*** Text excerpt Section Begins ***

Before applying for disability benefits, a person should consider whether the disabling condition can prevent him or her from working for a year. The individual should find out whether he or she can transition to a less demanding job. He or she should also determine if his or her work history is eligible for Social Security Disability Insurance (SSDI). The newly disabled person should also consider whether he or she will require help in filing a disability claim. These five considerations will significantly improve the odds of disability claim approval.

The Severity of the Disabling Condition

For a person to qualify for SSDI benefits, he or she must have a condition that keeps him or her from carrying out everyday activities. He or she must support the claim with valid medical records, including a doctor’s letter of support.

Inability to Work for at Least a Year

Since SSDI is a full disability program, only persons who are deemed 100% disabled can receive financial awards. An applicant must submit substantial evidence proving that his or her condition is severe enough to keep him or her out of the job for at least 12 months.

*** Text excerpt Section Ends ***
*** Data extract Section Begins ***

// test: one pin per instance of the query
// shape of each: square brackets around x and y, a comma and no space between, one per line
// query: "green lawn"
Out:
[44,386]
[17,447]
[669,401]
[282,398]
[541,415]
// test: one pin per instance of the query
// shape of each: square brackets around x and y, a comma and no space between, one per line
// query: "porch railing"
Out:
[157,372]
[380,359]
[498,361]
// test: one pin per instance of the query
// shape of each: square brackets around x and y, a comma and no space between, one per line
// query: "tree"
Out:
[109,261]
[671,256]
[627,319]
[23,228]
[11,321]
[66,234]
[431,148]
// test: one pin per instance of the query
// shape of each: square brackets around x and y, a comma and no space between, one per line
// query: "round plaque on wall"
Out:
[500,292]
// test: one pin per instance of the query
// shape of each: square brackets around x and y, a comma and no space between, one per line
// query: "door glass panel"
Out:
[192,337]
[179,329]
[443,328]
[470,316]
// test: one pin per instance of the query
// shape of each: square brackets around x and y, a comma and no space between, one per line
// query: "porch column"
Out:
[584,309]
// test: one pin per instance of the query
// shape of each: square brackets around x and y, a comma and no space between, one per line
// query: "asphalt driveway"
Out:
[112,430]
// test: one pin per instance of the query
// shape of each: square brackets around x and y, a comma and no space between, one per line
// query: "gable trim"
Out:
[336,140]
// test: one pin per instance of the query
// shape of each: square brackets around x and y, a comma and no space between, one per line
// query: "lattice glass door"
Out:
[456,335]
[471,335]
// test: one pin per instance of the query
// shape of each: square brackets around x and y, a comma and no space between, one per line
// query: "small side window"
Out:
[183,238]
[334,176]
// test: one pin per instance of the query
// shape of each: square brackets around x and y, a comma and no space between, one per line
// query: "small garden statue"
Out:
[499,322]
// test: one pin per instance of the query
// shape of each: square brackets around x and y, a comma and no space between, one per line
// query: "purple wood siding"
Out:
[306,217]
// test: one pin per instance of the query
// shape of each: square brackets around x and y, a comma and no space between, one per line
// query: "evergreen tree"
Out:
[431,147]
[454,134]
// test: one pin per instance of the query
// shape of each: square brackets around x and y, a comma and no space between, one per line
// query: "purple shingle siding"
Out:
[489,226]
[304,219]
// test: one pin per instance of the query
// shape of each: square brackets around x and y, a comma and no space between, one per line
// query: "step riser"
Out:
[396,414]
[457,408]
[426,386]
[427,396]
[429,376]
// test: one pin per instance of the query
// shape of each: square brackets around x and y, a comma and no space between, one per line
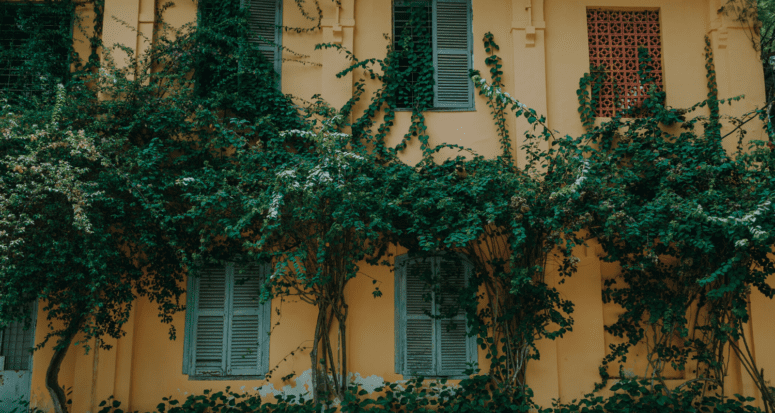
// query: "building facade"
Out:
[546,46]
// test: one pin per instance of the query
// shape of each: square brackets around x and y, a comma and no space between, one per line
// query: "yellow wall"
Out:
[544,50]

*** Data extract Section Ends ***

**Exercise description:**
How would the text on preparing an SSDI claim go on after its last sentence? Write the next part.

**Result of the exercise:**
Inability to Keep Working in Any Capacity

A person with a disabling condition must determine whether he or she can keep working at the current job or if he or she can transition to a less demanding job. If a disability applicant doesn’t satisfy the Blue Book listing, the SSA might assess him or her for a medical-vocational allowance. The SSA will start by determining the applicant’s residual functional capacity (RFC) and use it to determine if the applicant can continue with the current job or if he or she can work in any other capacity.  

Work History’s Eligibility for SSDI

Only people who have worked and contributed FICA taxes into the SSDI system are eligible for disability benefits. A person must have paid a specific amount of taxes into the system to qualify for SSDI benefits. The required amount, however, varies with the applicant’s age and the number of years worked.

Legal Support in Filing the Disability Claim

Before applying for SSDI, the applicant should consider whether he or she will need legal support in filing the claim. Long term disability lawyers can answer questions that applicants may have and guide them through the entire application process.